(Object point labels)
════════════════════

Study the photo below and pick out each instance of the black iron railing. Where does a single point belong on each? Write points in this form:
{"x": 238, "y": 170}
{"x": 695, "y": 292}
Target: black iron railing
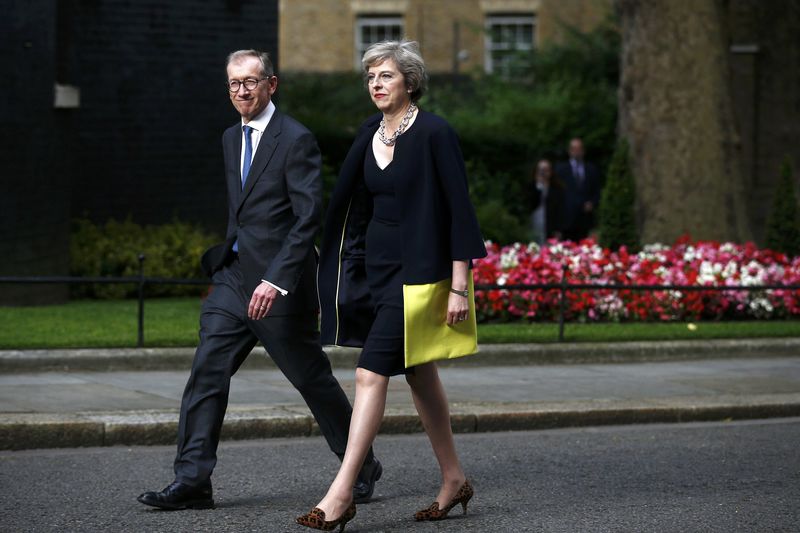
{"x": 563, "y": 287}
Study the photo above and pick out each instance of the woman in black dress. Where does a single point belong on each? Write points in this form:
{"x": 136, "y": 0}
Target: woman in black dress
{"x": 400, "y": 215}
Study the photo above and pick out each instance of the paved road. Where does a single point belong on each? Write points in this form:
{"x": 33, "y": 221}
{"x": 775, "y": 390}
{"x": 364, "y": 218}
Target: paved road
{"x": 727, "y": 477}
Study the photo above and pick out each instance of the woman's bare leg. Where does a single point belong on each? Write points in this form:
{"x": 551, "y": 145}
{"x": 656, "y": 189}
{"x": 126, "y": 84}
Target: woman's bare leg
{"x": 431, "y": 403}
{"x": 368, "y": 408}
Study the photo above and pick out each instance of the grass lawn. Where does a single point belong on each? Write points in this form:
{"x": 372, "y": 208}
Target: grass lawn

════════════════════

Exercise objective: Could you update the items beginning at the line that contains "the woman in" and running through the last item, replacing "pick out" with "locate" and leaving everything else untouched?

Worked answer:
Study the photo above and locate each instance of the woman in black dress. Where does a single point belong on each? Write points in this form:
{"x": 136, "y": 0}
Target: woman in black dress
{"x": 400, "y": 215}
Study the photo above and locate each instance of the paved road. Where does a single point belong on each? Write points in this form:
{"x": 33, "y": 221}
{"x": 775, "y": 390}
{"x": 364, "y": 218}
Target: paved road
{"x": 727, "y": 477}
Study the photo above and locate each instance of the woman's bare leg. Where does a single point belong on each? Write points in this form:
{"x": 551, "y": 145}
{"x": 656, "y": 189}
{"x": 126, "y": 84}
Target: woman's bare leg
{"x": 431, "y": 403}
{"x": 368, "y": 408}
Study the photo above and locate each instance of the grass lawn. Where does a single point belong on each? Write points in this form:
{"x": 372, "y": 208}
Target: grass lawn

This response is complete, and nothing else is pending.